* [TASK REQUIREMENTS]
In the passage on testing the wear of road stone, how long are the cylinders revolved?

* [QUOTED PASSAGE]
____________________

The methods of determining these characteristics have been largely originated and developed in the Office of Public Roads in Washington, and are described in one of its bulletins, No. 31, as follows:

Percentage of wear represents the amount of material under 0.16 cm. in diameter lost by abrasion from a weighed quantity of rock fragments of definite size. It is determined in the following manner: The rock sample is broken into pieces that will pass through a 2.4-inch ring but not through a 1.2-inch ring, and after being thoroughly cleansed, dried and cooled, 5 kg. are weighted and placed in a cast-iron cylinder (34 cm. deep by 20 cm. in diameter) closed at one end and having a tight-fitting iron cover at the other. This cylinder is one of four attached to a shaft so that the axis of each is inclined at an angle of 30° with that of the shaft. These cylinders are revolved for five hours at the rate of 2,000 revolutions per hour, during which the stone fragments are thrown from one end of the cylinder to the other twice in each revolution. At the end of five hours the machine is stopped, the cylinders opened, and their contents poured into a basin, in which every stone is carefully washed to remove any adherent detritus. This abraded material is then thoroughly dried, and from the amount lost below 0.16 cm. the per cent, of wear is estimated.

____________________

* [RAW DATA]
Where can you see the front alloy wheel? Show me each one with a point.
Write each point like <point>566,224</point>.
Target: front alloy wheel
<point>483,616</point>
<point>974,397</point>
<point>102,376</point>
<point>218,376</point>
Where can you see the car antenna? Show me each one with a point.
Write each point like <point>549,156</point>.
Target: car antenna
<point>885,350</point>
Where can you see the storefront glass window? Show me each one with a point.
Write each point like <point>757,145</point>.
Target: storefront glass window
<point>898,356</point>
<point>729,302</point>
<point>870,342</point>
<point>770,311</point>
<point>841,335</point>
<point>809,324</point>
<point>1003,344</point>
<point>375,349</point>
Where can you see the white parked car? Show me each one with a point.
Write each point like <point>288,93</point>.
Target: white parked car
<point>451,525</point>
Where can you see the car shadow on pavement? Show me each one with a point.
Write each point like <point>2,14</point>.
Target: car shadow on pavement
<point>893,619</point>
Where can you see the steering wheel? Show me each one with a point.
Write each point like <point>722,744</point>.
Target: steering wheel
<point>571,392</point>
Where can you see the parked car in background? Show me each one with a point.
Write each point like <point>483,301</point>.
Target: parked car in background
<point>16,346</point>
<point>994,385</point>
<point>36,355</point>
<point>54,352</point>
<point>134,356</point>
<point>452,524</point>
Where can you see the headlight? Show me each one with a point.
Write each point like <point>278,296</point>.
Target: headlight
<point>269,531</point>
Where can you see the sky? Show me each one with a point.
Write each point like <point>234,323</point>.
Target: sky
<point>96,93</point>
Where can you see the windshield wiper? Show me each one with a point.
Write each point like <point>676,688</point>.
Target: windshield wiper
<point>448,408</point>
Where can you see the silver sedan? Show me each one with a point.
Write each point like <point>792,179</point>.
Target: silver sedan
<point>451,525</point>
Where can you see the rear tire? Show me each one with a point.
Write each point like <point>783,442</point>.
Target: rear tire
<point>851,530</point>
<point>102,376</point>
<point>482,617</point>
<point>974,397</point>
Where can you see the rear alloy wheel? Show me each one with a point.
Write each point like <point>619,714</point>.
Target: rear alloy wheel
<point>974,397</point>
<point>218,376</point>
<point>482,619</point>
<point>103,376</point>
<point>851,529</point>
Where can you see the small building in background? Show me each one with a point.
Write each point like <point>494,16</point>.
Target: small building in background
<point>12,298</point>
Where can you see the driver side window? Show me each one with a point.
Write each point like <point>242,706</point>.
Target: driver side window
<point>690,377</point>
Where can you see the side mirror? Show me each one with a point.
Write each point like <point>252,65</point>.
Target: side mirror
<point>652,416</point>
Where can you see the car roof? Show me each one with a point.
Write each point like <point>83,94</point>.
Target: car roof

____________________

* [SOLUTION FOR THIS PROBLEM]
Five hours.